## Exercise aim
Quote the lines below word for word, every one of them.
Exercise inputs Start Marker
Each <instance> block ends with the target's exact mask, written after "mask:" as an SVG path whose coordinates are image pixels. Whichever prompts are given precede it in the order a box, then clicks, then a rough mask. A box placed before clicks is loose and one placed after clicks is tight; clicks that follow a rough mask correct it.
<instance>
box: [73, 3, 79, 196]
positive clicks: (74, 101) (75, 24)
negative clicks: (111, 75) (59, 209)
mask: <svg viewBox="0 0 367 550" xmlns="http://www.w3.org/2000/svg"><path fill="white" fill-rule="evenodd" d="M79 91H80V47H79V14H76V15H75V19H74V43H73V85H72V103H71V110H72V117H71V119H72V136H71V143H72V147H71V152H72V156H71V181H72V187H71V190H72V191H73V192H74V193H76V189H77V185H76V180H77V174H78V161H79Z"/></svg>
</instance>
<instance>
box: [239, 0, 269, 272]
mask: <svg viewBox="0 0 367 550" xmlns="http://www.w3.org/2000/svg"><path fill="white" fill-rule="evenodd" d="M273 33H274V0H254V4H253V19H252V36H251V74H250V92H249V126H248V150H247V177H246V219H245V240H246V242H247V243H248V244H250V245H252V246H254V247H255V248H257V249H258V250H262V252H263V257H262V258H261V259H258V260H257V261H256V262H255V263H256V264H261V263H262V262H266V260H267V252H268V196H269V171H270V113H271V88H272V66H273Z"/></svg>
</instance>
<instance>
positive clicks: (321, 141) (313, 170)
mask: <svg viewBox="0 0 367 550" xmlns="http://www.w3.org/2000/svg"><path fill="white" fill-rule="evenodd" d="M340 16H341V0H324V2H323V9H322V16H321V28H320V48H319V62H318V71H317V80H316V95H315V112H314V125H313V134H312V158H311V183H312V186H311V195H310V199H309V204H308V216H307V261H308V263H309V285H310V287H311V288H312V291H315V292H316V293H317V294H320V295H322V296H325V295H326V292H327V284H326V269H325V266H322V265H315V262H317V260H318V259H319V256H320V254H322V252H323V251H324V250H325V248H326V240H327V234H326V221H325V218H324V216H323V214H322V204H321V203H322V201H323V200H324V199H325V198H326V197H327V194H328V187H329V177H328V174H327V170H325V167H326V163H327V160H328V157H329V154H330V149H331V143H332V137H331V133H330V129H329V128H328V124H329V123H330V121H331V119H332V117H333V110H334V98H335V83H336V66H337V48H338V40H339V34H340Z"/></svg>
Exercise inputs End Marker
## Response
Each <instance> block ends with the target's exact mask, written after "mask:" as an SVG path whose coordinates are image pixels. Whichever prompts are given precede it in the order a box, then clicks, then a rough mask. A box placed before clicks is loose and one placed after clicks is tight; clicks that follow a rough mask correct it.
<instance>
box: [73, 3, 79, 196]
positive clicks: (74, 101) (75, 24)
negative clicks: (111, 75) (59, 209)
mask: <svg viewBox="0 0 367 550" xmlns="http://www.w3.org/2000/svg"><path fill="white" fill-rule="evenodd" d="M79 91H80V47H79V14H76V15H75V19H74V43H73V85H72V103H71V110H72V117H71V119H72V136H71V143H72V147H71V152H72V156H71V181H72V187H71V190H72V191H73V192H74V193H76V189H77V185H76V180H77V174H78V161H79Z"/></svg>
</instance>
<instance>
box: [239, 0, 269, 272]
mask: <svg viewBox="0 0 367 550" xmlns="http://www.w3.org/2000/svg"><path fill="white" fill-rule="evenodd" d="M273 33H274V0H254V4H253V19H252V36H251V74H250V92H249V126H248V150H247V177H246V219H245V240H246V242H247V243H248V244H250V245H252V246H254V247H255V248H257V249H258V250H262V252H263V257H262V258H261V259H258V260H257V261H256V262H255V263H256V264H261V263H262V262H266V260H267V252H268V196H269V171H270V113H271V88H272V66H273Z"/></svg>
</instance>
<instance>
positive clicks: (321, 141) (313, 170)
mask: <svg viewBox="0 0 367 550" xmlns="http://www.w3.org/2000/svg"><path fill="white" fill-rule="evenodd" d="M340 16H341V0H324V2H323V9H322V16H321V28H320V48H319V62H318V71H317V80H316V95H315V112H314V125H313V134H312V158H311V183H312V186H311V195H310V199H309V204H308V216H307V261H308V263H309V285H310V287H311V288H312V291H315V292H316V293H317V294H320V295H322V296H325V295H326V292H327V284H326V269H325V266H322V265H315V262H317V260H318V259H319V256H320V254H322V252H323V251H324V250H325V248H326V240H327V234H326V221H325V218H324V216H323V214H322V204H321V203H322V201H323V200H324V199H325V198H326V197H327V194H328V187H329V177H328V174H327V170H325V167H326V163H327V160H328V157H329V154H330V149H331V143H332V137H331V133H330V129H329V128H328V124H329V123H330V121H331V119H332V117H333V110H334V98H335V83H336V66H337V48H338V40H339V34H340Z"/></svg>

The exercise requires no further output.